* _ABOUT THIS TASK_
If a line in the entries below includes "hand", pick it out and copy it.

* _SUPPLIED ENTRIES_
--------------------------------------------------
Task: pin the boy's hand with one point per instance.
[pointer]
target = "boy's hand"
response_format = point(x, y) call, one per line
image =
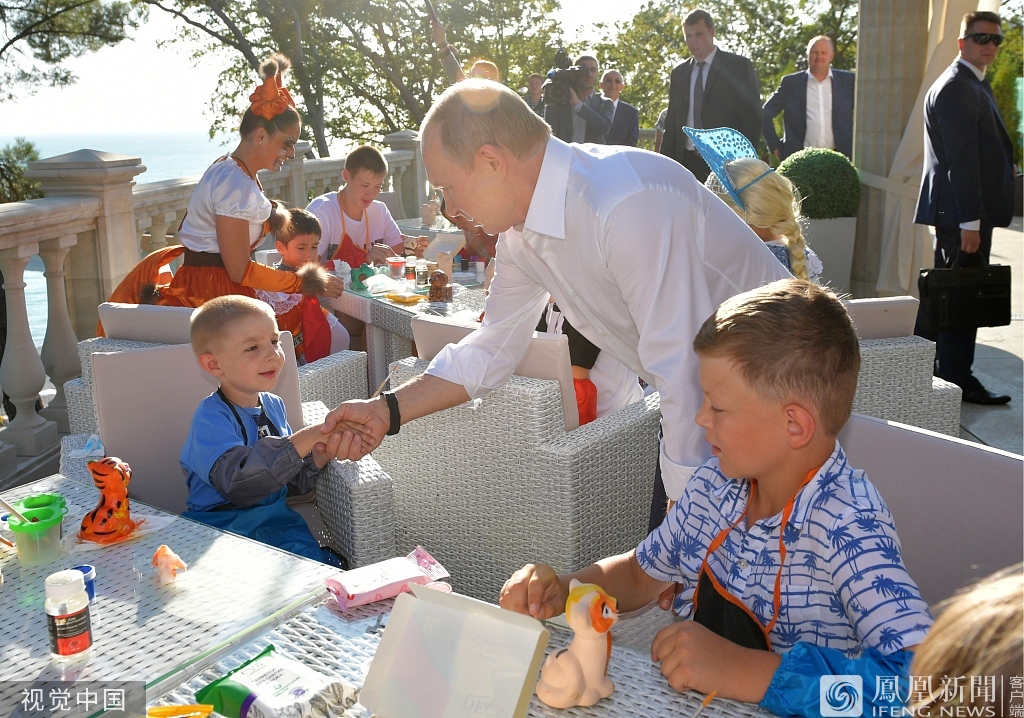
--------------------------------------------------
* _RESULT OF THIS TASK_
Task: pin the boy's hand with one point per instance.
target = "boy's hand"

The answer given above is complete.